[START Input rows]

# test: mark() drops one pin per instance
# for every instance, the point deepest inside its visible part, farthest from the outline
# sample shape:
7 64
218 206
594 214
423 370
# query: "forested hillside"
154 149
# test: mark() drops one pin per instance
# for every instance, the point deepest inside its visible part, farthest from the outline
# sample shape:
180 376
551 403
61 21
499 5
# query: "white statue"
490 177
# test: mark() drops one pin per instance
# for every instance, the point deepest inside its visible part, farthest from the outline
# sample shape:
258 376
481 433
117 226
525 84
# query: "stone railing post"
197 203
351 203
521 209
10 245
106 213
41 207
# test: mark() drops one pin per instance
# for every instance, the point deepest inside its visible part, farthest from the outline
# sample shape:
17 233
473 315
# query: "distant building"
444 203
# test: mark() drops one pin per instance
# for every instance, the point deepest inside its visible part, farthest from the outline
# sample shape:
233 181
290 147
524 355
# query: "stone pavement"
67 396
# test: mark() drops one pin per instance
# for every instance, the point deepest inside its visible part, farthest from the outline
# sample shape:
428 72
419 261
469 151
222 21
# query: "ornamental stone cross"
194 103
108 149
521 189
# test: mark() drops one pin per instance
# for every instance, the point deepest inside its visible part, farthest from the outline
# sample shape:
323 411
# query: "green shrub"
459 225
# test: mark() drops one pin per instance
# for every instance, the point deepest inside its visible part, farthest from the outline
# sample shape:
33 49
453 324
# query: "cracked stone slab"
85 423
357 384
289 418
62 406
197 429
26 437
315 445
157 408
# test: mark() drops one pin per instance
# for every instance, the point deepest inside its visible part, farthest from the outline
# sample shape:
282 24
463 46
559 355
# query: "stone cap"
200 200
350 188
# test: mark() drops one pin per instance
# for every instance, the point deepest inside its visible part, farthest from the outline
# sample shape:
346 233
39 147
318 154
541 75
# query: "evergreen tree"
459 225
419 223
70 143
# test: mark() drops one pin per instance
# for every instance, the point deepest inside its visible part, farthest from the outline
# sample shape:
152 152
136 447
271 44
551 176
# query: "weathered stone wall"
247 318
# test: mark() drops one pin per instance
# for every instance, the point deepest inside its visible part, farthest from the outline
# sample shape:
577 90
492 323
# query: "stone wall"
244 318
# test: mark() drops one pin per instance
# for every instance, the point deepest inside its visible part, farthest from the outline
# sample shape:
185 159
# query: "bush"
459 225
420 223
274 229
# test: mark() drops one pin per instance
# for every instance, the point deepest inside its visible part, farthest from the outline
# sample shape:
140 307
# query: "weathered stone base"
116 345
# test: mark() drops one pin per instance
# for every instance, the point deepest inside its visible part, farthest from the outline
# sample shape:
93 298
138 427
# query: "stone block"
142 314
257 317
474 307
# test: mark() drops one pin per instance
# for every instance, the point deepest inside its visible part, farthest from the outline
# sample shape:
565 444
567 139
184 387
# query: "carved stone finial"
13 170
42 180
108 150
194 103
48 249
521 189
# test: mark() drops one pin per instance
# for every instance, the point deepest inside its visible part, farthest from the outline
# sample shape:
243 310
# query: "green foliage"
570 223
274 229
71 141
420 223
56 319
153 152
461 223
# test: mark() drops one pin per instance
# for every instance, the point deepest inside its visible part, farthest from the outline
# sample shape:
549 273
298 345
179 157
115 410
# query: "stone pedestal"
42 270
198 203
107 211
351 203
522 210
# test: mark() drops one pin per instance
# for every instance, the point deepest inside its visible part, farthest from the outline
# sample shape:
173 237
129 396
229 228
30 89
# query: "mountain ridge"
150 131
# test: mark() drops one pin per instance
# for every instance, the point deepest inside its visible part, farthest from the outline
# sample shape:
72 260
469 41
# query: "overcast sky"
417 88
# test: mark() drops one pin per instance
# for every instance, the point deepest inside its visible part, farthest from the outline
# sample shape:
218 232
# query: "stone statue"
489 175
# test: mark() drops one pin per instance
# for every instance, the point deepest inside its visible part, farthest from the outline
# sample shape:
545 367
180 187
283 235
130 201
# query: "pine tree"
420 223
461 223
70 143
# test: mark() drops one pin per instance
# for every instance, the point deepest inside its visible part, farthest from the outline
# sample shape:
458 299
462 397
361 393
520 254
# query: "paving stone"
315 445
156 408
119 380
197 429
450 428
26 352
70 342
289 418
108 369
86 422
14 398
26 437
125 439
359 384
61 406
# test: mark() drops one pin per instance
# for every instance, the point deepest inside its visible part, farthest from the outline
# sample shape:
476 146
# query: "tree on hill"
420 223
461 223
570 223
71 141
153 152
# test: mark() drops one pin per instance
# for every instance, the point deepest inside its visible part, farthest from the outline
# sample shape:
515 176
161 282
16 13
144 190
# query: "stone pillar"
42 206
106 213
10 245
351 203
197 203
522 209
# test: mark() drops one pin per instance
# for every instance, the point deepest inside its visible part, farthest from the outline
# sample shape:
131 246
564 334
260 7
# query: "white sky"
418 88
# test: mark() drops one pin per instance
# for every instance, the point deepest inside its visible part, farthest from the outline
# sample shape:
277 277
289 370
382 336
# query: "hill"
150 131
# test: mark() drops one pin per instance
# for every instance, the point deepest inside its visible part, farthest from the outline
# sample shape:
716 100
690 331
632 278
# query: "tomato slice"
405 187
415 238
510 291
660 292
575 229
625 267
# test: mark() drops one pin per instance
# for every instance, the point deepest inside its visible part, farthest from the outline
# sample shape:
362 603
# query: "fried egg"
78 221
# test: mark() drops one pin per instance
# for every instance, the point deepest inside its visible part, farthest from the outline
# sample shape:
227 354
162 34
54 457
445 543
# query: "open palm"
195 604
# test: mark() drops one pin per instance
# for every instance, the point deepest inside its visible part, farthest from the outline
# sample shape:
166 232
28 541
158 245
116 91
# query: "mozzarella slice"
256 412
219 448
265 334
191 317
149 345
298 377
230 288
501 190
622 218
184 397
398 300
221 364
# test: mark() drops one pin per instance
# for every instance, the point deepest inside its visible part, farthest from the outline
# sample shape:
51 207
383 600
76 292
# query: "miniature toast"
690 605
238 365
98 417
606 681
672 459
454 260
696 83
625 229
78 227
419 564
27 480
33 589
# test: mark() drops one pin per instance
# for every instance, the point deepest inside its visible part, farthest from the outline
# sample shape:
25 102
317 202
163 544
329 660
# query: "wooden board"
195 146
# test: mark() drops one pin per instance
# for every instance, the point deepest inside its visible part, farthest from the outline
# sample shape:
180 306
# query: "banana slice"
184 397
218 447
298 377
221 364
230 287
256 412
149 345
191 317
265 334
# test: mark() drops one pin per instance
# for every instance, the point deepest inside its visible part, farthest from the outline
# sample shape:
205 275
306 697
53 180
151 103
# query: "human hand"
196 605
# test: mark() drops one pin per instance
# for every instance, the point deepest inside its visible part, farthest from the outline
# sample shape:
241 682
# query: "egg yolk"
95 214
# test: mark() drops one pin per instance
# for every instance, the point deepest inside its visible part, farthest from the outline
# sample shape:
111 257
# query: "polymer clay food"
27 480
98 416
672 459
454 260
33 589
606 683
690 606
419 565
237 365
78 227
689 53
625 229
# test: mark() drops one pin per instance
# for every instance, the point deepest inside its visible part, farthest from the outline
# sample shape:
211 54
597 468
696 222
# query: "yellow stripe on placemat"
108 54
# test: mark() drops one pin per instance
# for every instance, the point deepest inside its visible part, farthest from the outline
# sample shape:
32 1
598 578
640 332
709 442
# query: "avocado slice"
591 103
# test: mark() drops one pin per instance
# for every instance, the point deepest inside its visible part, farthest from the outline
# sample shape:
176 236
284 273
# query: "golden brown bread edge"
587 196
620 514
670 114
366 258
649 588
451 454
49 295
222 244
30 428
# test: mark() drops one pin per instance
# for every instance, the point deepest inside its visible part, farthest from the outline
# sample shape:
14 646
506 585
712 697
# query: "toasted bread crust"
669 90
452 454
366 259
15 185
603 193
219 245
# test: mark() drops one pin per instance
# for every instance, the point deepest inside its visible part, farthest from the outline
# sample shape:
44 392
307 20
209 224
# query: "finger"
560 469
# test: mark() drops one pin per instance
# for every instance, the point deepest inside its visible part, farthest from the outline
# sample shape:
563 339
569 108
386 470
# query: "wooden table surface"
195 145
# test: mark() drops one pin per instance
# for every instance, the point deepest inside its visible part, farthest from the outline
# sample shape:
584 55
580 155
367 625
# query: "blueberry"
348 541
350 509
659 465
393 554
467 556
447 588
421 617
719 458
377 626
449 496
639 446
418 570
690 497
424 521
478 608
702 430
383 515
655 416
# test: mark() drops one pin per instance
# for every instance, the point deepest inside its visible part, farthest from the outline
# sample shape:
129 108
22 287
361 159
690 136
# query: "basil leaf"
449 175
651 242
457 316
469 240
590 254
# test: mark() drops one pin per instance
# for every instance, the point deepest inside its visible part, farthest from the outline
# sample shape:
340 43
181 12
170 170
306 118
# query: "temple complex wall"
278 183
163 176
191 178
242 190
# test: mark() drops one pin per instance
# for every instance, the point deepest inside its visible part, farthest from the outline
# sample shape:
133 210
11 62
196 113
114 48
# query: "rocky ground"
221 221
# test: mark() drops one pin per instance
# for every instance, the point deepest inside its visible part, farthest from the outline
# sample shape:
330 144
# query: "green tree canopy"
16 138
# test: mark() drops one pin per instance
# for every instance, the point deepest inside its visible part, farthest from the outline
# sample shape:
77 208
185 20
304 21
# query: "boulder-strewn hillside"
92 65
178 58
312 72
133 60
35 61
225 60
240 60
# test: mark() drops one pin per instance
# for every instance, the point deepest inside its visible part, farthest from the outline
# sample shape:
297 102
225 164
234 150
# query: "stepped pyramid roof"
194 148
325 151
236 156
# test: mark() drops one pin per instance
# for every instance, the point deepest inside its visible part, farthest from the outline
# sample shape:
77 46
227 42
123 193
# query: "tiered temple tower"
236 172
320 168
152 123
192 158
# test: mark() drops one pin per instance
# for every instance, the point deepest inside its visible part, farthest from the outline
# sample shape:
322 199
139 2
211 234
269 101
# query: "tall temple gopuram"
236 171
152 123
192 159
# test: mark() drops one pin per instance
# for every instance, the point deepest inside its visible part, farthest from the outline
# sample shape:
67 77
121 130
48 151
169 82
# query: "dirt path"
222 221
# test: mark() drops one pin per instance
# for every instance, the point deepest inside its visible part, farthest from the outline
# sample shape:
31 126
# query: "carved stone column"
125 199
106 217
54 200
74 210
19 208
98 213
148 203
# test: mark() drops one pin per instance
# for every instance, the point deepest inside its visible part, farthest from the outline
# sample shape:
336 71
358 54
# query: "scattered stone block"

[END Input rows]

What needs to be done =>
How many lines of the items above contain the string "tree"? Reply with the number alone.

Exercise result =>
4